• ACTION ITEM
In the lines below, look for "shorts". Copy each line where it appears.

[Stored items]

============================================================

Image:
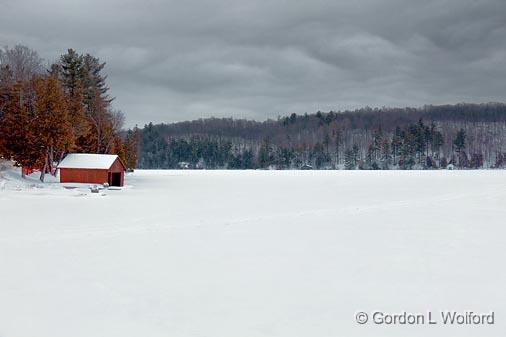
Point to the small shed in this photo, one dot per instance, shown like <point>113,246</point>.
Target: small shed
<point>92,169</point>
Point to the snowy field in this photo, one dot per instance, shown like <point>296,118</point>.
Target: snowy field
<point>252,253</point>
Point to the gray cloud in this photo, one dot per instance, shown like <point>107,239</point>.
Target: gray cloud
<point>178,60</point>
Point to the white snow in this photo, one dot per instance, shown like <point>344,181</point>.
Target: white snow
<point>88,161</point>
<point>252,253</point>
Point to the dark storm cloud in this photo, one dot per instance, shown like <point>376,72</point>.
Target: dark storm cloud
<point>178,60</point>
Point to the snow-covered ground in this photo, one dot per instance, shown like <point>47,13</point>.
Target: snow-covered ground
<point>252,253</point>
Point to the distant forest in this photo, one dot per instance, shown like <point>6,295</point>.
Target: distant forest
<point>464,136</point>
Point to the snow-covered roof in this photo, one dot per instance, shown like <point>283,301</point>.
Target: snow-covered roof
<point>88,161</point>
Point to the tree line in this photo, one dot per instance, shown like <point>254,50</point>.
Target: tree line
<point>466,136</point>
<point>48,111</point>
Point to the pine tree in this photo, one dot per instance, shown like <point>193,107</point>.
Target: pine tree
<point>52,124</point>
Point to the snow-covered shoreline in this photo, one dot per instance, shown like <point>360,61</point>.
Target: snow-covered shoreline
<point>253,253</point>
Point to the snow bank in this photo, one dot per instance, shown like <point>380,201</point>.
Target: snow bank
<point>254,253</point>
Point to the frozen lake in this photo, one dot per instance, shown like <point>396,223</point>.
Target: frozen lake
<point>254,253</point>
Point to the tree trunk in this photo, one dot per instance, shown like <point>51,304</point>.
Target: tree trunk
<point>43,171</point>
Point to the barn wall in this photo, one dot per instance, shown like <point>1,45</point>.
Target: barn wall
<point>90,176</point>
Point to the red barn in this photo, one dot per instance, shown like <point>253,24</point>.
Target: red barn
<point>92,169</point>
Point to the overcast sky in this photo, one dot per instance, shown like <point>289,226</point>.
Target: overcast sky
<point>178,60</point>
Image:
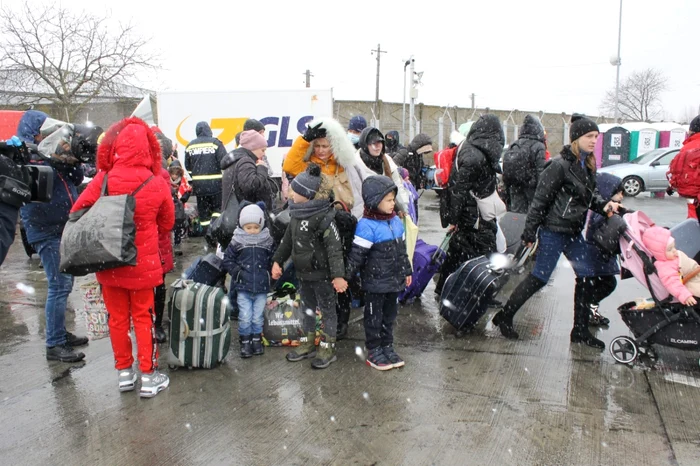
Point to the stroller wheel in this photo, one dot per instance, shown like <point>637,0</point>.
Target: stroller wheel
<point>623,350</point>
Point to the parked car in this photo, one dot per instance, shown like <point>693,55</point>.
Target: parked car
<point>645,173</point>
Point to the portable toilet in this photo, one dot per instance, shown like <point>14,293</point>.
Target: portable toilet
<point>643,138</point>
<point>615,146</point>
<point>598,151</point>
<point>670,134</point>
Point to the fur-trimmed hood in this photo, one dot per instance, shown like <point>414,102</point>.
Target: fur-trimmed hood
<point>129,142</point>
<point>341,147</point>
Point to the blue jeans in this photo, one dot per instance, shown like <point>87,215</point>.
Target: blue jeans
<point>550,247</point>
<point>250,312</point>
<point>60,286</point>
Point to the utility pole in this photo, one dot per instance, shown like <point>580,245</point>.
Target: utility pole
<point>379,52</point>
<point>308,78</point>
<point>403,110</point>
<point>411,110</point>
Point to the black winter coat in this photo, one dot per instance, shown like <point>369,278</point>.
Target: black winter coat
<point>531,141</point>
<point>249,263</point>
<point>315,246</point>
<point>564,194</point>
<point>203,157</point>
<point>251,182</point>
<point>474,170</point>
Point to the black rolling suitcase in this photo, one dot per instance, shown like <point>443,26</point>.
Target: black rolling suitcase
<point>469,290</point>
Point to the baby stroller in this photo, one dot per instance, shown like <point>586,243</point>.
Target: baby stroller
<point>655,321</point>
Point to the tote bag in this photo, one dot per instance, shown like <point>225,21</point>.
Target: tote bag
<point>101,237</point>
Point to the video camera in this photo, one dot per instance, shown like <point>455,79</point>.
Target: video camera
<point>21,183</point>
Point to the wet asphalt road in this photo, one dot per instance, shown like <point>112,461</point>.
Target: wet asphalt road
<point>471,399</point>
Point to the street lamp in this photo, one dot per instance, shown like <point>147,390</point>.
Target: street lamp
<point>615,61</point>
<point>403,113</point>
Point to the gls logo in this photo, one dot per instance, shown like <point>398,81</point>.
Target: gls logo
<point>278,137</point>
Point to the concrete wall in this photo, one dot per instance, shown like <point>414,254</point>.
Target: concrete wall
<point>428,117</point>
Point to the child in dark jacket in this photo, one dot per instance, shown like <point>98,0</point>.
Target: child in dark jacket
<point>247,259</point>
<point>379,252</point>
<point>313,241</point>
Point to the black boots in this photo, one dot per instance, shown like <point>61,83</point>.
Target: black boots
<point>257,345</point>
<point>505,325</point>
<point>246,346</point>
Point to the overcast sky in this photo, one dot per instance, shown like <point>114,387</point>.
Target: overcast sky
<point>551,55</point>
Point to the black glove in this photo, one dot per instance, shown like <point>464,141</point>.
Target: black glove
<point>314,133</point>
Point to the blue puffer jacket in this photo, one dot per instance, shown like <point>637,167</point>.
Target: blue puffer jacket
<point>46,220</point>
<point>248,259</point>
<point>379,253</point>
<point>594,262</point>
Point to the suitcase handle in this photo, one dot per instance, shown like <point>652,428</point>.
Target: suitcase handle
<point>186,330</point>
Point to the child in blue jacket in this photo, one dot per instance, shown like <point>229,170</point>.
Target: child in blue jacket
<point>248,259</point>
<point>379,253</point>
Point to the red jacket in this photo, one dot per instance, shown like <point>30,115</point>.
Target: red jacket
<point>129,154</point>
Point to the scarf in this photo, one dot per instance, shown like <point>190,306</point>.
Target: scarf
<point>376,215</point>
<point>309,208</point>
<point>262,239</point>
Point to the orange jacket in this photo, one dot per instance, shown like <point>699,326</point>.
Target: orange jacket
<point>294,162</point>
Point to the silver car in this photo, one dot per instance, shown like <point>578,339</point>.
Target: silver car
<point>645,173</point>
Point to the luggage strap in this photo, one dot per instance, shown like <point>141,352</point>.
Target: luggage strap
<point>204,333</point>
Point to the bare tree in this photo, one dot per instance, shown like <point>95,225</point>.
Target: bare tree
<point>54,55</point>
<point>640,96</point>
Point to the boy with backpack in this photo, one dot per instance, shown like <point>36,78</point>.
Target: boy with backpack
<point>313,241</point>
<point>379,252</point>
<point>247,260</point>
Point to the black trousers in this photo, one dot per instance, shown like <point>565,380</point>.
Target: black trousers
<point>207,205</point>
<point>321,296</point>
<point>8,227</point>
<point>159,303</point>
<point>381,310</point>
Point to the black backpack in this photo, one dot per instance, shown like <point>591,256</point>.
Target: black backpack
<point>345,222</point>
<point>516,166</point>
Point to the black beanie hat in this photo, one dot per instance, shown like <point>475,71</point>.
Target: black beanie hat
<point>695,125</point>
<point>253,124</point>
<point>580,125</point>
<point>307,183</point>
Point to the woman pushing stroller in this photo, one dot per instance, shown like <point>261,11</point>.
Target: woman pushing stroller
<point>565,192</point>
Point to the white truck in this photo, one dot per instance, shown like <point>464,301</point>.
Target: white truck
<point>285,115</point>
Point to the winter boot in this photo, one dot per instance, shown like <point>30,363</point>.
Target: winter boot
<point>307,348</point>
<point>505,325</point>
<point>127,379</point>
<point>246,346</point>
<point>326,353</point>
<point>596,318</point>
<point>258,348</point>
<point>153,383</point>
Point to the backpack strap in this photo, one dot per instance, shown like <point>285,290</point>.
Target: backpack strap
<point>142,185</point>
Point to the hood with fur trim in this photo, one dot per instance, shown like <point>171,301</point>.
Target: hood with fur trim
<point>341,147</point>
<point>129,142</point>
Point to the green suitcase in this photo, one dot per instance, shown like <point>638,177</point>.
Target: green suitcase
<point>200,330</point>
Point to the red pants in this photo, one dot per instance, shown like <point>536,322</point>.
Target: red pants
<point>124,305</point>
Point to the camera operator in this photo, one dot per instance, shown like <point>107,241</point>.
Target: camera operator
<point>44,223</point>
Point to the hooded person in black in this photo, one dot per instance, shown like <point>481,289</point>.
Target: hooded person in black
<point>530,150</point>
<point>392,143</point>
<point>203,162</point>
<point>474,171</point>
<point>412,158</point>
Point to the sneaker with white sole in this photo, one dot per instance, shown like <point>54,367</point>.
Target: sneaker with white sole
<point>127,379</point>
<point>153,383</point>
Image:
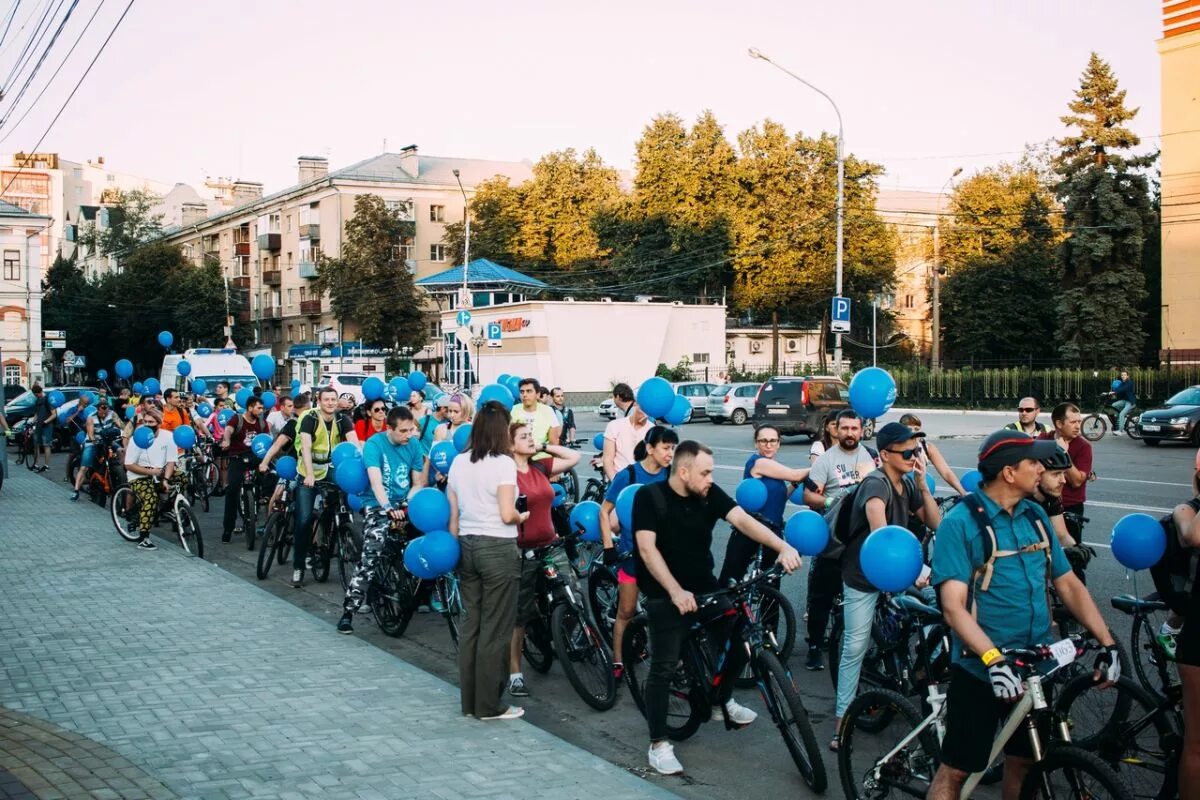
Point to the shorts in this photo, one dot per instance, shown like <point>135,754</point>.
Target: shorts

============================================================

• OUTPUT BELOW
Point to the shorts in this photo, one dot per instance, shown like <point>135,754</point>.
Target: shorts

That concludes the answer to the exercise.